WRITTEN INSTRUCTION:
Please copy out all of the data below word for word, leaving the pictures out.

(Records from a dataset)
++++++++++
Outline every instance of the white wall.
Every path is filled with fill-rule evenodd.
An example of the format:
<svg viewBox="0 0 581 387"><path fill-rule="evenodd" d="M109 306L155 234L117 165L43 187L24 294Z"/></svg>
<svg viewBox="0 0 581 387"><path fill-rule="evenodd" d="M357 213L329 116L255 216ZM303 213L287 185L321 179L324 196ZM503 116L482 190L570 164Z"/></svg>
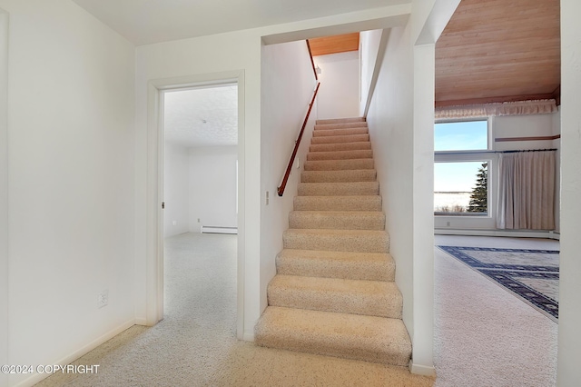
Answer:
<svg viewBox="0 0 581 387"><path fill-rule="evenodd" d="M558 149L560 140L543 141L507 141L495 142L496 138L509 137L540 137L552 136L559 134L559 114L531 114L531 115L505 115L490 117L490 137L491 150L526 150L526 149ZM557 126L557 127L556 127ZM558 173L558 156L556 172ZM447 159L454 158L455 161L478 159L485 161L490 160L488 166L488 183L490 190L490 209L488 216L435 216L434 225L438 233L446 233L448 230L480 230L495 231L497 226L497 167L498 155L497 154L458 154L447 156ZM439 160L437 155L436 160ZM558 176L556 182L558 183ZM559 208L559 187L556 186L556 225L558 230L558 208Z"/></svg>
<svg viewBox="0 0 581 387"><path fill-rule="evenodd" d="M321 69L317 97L319 119L359 117L359 51L319 55L313 60Z"/></svg>
<svg viewBox="0 0 581 387"><path fill-rule="evenodd" d="M393 28L367 116L387 215L403 319L413 338L413 52L409 26Z"/></svg>
<svg viewBox="0 0 581 387"><path fill-rule="evenodd" d="M304 41L262 46L262 117L261 213L261 310L266 308L266 286L276 273L276 254L282 250L282 233L289 228L289 213L297 194L297 184L306 159L317 119L317 103L300 142L296 162L282 197L278 196L316 81ZM319 93L325 88L320 84ZM320 94L318 93L317 100ZM266 192L269 203L266 203Z"/></svg>
<svg viewBox="0 0 581 387"><path fill-rule="evenodd" d="M0 9L0 364L8 363L8 14ZM0 385L8 375L0 374Z"/></svg>
<svg viewBox="0 0 581 387"><path fill-rule="evenodd" d="M239 170L243 174L239 175L238 255L239 271L242 276L248 273L252 278L260 273L260 35L248 31L144 45L136 50L135 311L139 322L151 322L155 315L155 311L151 309L155 296L151 288L152 278L148 279L147 273L157 264L157 258L152 255L154 253L151 244L154 230L151 228L148 208L155 208L158 203L152 202L149 196L155 191L155 185L148 183L152 174L154 175L152 159L155 158L155 151L148 149L148 144L155 143L157 134L154 126L148 126L148 114L151 113L151 108L148 109L148 83L153 80L165 83L167 80L167 83L173 84L175 77L215 79L224 73L237 73L241 77L243 84L238 85L242 98L239 109L243 117L238 123L238 160ZM180 79L175 82L179 84ZM244 218L243 212L251 215ZM260 316L259 283L249 279L239 281L239 285L243 288L244 294L241 303L244 321L239 323L247 327L251 334Z"/></svg>
<svg viewBox="0 0 581 387"><path fill-rule="evenodd" d="M364 116L373 72L379 51L383 30L362 31L359 33L359 56L361 57L359 115Z"/></svg>
<svg viewBox="0 0 581 387"><path fill-rule="evenodd" d="M182 145L165 143L163 160L163 236L168 237L190 230L188 150Z"/></svg>
<svg viewBox="0 0 581 387"><path fill-rule="evenodd" d="M10 14L6 362L66 362L133 323L134 48L69 0L0 7ZM11 374L8 385L43 376Z"/></svg>
<svg viewBox="0 0 581 387"><path fill-rule="evenodd" d="M190 148L186 215L191 233L200 233L202 225L237 226L237 158L236 146Z"/></svg>
<svg viewBox="0 0 581 387"><path fill-rule="evenodd" d="M261 244L268 245L261 236L261 213L266 204L261 182L261 47L270 44L345 34L363 29L388 28L407 20L409 5L374 8L320 19L271 25L265 28L184 39L143 45L136 49L136 137L135 137L135 294L136 318L140 323L153 323L159 318L155 303L156 256L154 208L156 202L156 150L154 103L149 98L156 84L180 84L183 80L216 79L222 74L231 78L236 73L243 81L239 84L242 96L239 109L239 337L253 338L253 328L261 315L266 296L261 289ZM149 104L152 104L148 106ZM358 104L355 104L357 109ZM277 183L278 184L278 183ZM248 214L248 215L246 215ZM266 224L268 227L269 224ZM149 276L148 276L149 273ZM154 278L155 277L155 278ZM240 301L240 300L239 300ZM153 306L152 306L153 305ZM242 311L242 312L241 312ZM243 334L240 335L241 330Z"/></svg>
<svg viewBox="0 0 581 387"><path fill-rule="evenodd" d="M581 3L561 0L561 254L557 384L579 381L581 359Z"/></svg>

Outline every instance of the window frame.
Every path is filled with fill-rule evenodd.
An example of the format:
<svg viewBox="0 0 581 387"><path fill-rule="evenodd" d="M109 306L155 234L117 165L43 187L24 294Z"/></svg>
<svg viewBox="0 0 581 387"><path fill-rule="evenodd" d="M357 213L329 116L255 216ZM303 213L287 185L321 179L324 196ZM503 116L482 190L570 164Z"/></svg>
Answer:
<svg viewBox="0 0 581 387"><path fill-rule="evenodd" d="M436 151L435 146L434 146L434 154L448 154L448 153L466 153L466 152L470 152L470 153L482 153L482 152L489 152L492 150L492 123L491 123L491 119L490 117L471 117L471 118L455 118L455 119L440 119L440 120L436 120L434 122L434 141L436 140L436 125L438 124L458 124L458 123L473 123L473 122L477 122L477 121L486 121L487 122L487 148L486 149L460 149L460 150L456 150L456 151Z"/></svg>
<svg viewBox="0 0 581 387"><path fill-rule="evenodd" d="M494 167L496 166L496 157L493 146L492 136L492 123L491 117L470 117L460 119L441 119L434 122L434 141L436 137L436 124L447 124L447 123L465 123L475 121L486 121L487 122L487 149L478 150L455 150L455 151L434 151L434 164L438 163L488 163L487 167L487 213L486 214L478 214L478 213L437 213L434 212L434 216L437 217L450 217L450 218L478 218L478 219L490 219L493 213L493 198L492 190L496 186L494 184ZM476 176L475 176L476 177ZM469 213L469 214L468 214Z"/></svg>

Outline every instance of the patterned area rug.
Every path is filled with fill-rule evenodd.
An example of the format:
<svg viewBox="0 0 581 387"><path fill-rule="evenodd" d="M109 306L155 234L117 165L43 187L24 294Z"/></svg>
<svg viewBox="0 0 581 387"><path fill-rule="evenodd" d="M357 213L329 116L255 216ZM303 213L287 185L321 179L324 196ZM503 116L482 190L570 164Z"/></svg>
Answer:
<svg viewBox="0 0 581 387"><path fill-rule="evenodd" d="M554 322L557 321L558 251L438 247L502 285Z"/></svg>

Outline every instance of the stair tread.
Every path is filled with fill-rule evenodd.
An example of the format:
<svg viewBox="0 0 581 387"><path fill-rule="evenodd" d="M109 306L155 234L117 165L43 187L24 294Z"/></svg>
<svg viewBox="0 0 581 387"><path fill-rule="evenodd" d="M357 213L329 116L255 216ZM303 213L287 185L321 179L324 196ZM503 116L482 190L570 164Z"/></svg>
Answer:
++++++++++
REPLY TO THE TASK:
Outline every instance of the white wall.
Every path is filled with fill-rule evenodd.
An example of the format:
<svg viewBox="0 0 581 387"><path fill-rule="evenodd" d="M109 306L155 234L117 165L43 187L24 294Z"/></svg>
<svg viewBox="0 0 581 387"><path fill-rule="evenodd" d="M357 213L329 116L255 216ZM303 213L287 185L321 179L324 196ZM503 116L482 190L570 164Z"/></svg>
Answer:
<svg viewBox="0 0 581 387"><path fill-rule="evenodd" d="M558 149L560 140L543 141L507 141L495 142L496 138L509 137L540 137L552 136L559 134L559 114L531 114L531 115L505 115L490 117L490 137L491 150L526 150L526 149ZM557 126L557 127L556 127ZM558 173L558 156L556 172ZM447 159L454 158L455 161L478 159L485 161L490 160L488 166L488 183L490 190L490 209L488 216L435 216L434 225L438 233L446 233L448 230L480 230L495 231L497 226L497 167L498 155L497 154L458 154L447 156ZM439 160L437 155L436 160ZM558 176L556 182L558 183ZM559 208L559 187L556 186L556 225L558 230L558 208Z"/></svg>
<svg viewBox="0 0 581 387"><path fill-rule="evenodd" d="M321 69L317 97L319 119L359 117L359 51L319 55L313 60Z"/></svg>
<svg viewBox="0 0 581 387"><path fill-rule="evenodd" d="M393 28L367 116L387 215L403 319L413 338L413 52L409 26Z"/></svg>
<svg viewBox="0 0 581 387"><path fill-rule="evenodd" d="M304 41L262 46L262 117L261 213L261 310L266 308L266 286L276 273L276 254L282 250L282 233L289 228L289 213L297 194L297 184L306 159L317 119L317 103L300 142L296 162L282 197L278 196L316 81ZM319 93L325 88L320 84ZM320 94L318 93L317 100ZM266 192L269 203L266 203Z"/></svg>
<svg viewBox="0 0 581 387"><path fill-rule="evenodd" d="M0 9L0 364L8 363L8 14ZM0 385L8 375L0 374Z"/></svg>
<svg viewBox="0 0 581 387"><path fill-rule="evenodd" d="M239 170L243 174L239 175L238 255L239 271L242 276L248 273L252 278L260 273L260 35L248 31L144 45L136 50L135 311L139 322L151 322L155 315L155 311L151 309L155 296L151 288L152 278L148 279L147 273L157 264L157 258L152 255L154 253L151 244L154 230L151 228L148 208L155 208L158 203L152 202L149 196L155 191L155 185L148 183L152 174L154 175L152 159L155 158L155 151L148 149L148 144L155 143L157 134L154 126L148 126L148 114L151 113L151 108L148 109L148 83L153 80L165 83L167 80L167 83L173 84L175 77L215 79L224 73L237 73L241 77L243 84L238 85L242 98L239 109L243 117L238 123L238 160ZM180 79L175 82L179 84ZM244 218L243 212L251 215ZM260 316L259 283L249 279L239 281L239 285L243 288L244 294L241 303L244 321L239 323L247 327L251 334Z"/></svg>
<svg viewBox="0 0 581 387"><path fill-rule="evenodd" d="M364 116L373 72L379 51L383 30L362 31L359 33L359 56L361 57L359 115Z"/></svg>
<svg viewBox="0 0 581 387"><path fill-rule="evenodd" d="M182 145L165 143L163 160L163 236L168 237L190 230L188 150Z"/></svg>
<svg viewBox="0 0 581 387"><path fill-rule="evenodd" d="M10 14L6 362L66 362L133 323L134 48L69 0L0 7ZM11 374L8 385L43 376Z"/></svg>
<svg viewBox="0 0 581 387"><path fill-rule="evenodd" d="M190 148L186 215L191 233L200 233L202 225L237 226L237 158L236 146Z"/></svg>
<svg viewBox="0 0 581 387"><path fill-rule="evenodd" d="M261 244L268 245L261 236L261 213L266 204L261 182L261 47L270 44L345 34L363 29L388 28L407 20L409 5L374 8L320 19L271 25L265 28L184 39L143 45L136 49L136 137L135 137L135 294L136 318L140 323L153 323L159 318L155 303L156 256L154 208L156 202L156 150L154 103L149 98L156 84L180 84L183 80L216 79L222 74L231 78L236 73L243 81L239 84L242 96L239 109L239 337L253 338L253 328L261 315L266 296L261 289ZM149 104L152 104L148 106ZM358 104L355 104L357 109ZM277 183L278 184L278 183ZM248 214L248 215L246 215ZM266 224L268 227L269 224ZM149 276L148 276L149 273ZM154 278L155 277L155 278ZM240 301L240 300L239 300ZM153 306L152 306L153 305ZM242 311L242 312L241 312ZM243 334L240 335L241 330Z"/></svg>
<svg viewBox="0 0 581 387"><path fill-rule="evenodd" d="M581 3L561 0L561 254L557 384L579 381L581 359Z"/></svg>

Outline every instance of the window frame.
Every path is filled with fill-rule evenodd.
An example of the format:
<svg viewBox="0 0 581 387"><path fill-rule="evenodd" d="M109 306L155 234L117 165L43 187L24 294Z"/></svg>
<svg viewBox="0 0 581 387"><path fill-rule="evenodd" d="M357 213L329 116L255 216ZM303 213L287 185L321 179L324 196ZM503 116L482 190L570 164Z"/></svg>
Answer:
<svg viewBox="0 0 581 387"><path fill-rule="evenodd" d="M436 151L435 146L434 146L434 154L448 154L448 153L466 153L466 152L470 152L470 153L482 153L482 152L489 152L492 150L492 123L491 123L491 119L490 117L471 117L471 118L455 118L455 119L440 119L440 120L436 120L434 122L434 141L436 140L436 125L438 124L458 124L458 123L473 123L473 122L477 122L477 121L486 121L487 122L487 148L486 149L460 149L460 150L456 150L456 151Z"/></svg>
<svg viewBox="0 0 581 387"><path fill-rule="evenodd" d="M494 167L496 166L496 157L493 146L492 136L492 123L491 117L470 117L460 119L441 119L434 122L434 141L436 137L436 124L447 124L447 123L465 123L475 121L486 121L487 122L487 149L478 150L455 150L455 151L434 151L434 164L438 163L488 163L487 167L487 213L486 214L478 214L478 213L437 213L434 212L434 216L437 217L450 217L450 218L478 218L478 219L490 219L493 213L493 198L492 190L496 186L494 184ZM476 176L475 176L476 177ZM469 213L469 214L468 214Z"/></svg>

Outline every instance of the patterned area rug.
Every path is filled with fill-rule evenodd.
An example of the format:
<svg viewBox="0 0 581 387"><path fill-rule="evenodd" d="M109 306L155 234L117 165L43 187L24 294Z"/></svg>
<svg viewBox="0 0 581 387"><path fill-rule="evenodd" d="M357 213L329 116L255 216ZM303 213L287 185L321 179L324 196ZM503 116L482 190L570 164Z"/></svg>
Answer:
<svg viewBox="0 0 581 387"><path fill-rule="evenodd" d="M554 322L557 321L558 251L438 247L502 285Z"/></svg>

Outline every instance of the stair tread.
Every path is filled with fill-rule evenodd.
An example of the format:
<svg viewBox="0 0 581 387"><path fill-rule="evenodd" d="M109 306L155 234L117 165L43 187L24 294Z"/></svg>
<svg viewBox="0 0 581 387"><path fill-rule="evenodd" d="M357 213L329 116L255 216ZM303 213L287 185L321 179L324 196ZM503 116L482 190L570 164Z"/></svg>
Answer:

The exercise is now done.